Problem requirements: Without omitting anything, return the records precisely as given.

Data to process:
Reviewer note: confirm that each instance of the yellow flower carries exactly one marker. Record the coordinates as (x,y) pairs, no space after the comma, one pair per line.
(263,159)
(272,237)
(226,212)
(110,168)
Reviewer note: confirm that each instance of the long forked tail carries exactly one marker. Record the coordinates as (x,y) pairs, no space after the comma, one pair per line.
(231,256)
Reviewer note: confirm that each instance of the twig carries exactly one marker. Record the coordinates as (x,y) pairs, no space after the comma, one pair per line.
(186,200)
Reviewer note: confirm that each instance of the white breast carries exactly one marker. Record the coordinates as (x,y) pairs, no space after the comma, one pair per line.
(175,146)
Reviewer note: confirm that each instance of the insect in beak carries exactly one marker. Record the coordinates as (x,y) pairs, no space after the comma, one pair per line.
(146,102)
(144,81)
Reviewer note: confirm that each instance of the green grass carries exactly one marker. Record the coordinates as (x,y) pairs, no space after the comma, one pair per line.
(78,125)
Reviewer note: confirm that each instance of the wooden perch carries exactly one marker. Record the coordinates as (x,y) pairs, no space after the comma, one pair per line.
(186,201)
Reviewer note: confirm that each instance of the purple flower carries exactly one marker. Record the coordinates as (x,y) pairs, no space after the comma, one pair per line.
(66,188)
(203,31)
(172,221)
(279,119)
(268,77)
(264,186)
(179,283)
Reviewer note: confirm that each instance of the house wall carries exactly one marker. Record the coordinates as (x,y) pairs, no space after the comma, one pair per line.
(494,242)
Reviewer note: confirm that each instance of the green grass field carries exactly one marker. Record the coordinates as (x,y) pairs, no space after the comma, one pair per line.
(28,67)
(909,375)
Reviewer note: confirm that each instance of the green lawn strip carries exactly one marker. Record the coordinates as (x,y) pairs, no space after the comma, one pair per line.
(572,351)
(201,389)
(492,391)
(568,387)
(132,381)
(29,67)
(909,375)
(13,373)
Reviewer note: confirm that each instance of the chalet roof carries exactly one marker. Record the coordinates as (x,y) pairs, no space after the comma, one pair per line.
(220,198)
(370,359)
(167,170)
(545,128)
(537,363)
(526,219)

Task output:
Reviewer note: confirm that each instance of the yellow flower carries exactly one marker. Record the coordinates as (x,y) pairs, no space after the comma, one pair per line.
(263,159)
(272,237)
(226,212)
(110,168)
Reviewer note: confirm that each instance of the long forked tail carries exactly one marker. Record the coordinates as (x,y) pairs, no space after the comma, one pair per line.
(231,256)
Reviewer note: confirm that each instance of the twig carries exactly one marker. Record the coordinates as (x,y) pairs, no space after the comma, one pair per line.
(186,200)
Reviewer note: confirm that each instance of the white breast carries exactly one marker. Record the coordinates as (x,y) pairs, no space after the comma, one pair per line.
(175,146)
Reviewer note: confirm that each instance of the insect in beak carries exactly one marker. Record the coordinates as (x,y) pairs, no space after the comma, one pair per line.
(146,102)
(144,81)
Reviewer note: confirm that each instance of the green grass carries exactly one marker. Record the coordinates as (x,y) pairs, no space after the comma, one pair per line.
(78,125)
Reviewer note: confirm that each instance of the wooden perch carries exactly one marker. Record the coordinates as (x,y) pairs, no space after the comma, one pair per line.
(186,201)
Reviewer note: confirm that each instance of the purple flower carries exactly one marker. Record the coordinates as (x,y) pairs, no space after the comma, one pair per line.
(66,188)
(203,31)
(172,221)
(279,119)
(268,77)
(264,186)
(179,283)
Reviewer note: confirm that each instance of the house wall carries exactly one marker. Record the coordinates as (x,y) pairs, no space after the comma, one pair per line.
(494,242)
Reviewer note: confirm that each instance of the green grass field carries exactly one marker. Record the coordinates as (x,y) pairs, no space after the comma, one pair per line.
(28,67)
(909,375)
Reviewer note: confirm that each instance of the green lawn strip carries exactly one marker. Record the coordinates as (x,y) pairs, no space after the comma, one pair per line.
(572,351)
(201,389)
(492,391)
(568,387)
(132,381)
(29,67)
(909,375)
(13,373)
Reviewer note: confirm that each instance of the chalet roof carries exactly one marker. Record the coordinates as (x,y) pairs, no space after the comma, one pair per line.
(220,198)
(370,359)
(167,170)
(545,128)
(537,363)
(526,219)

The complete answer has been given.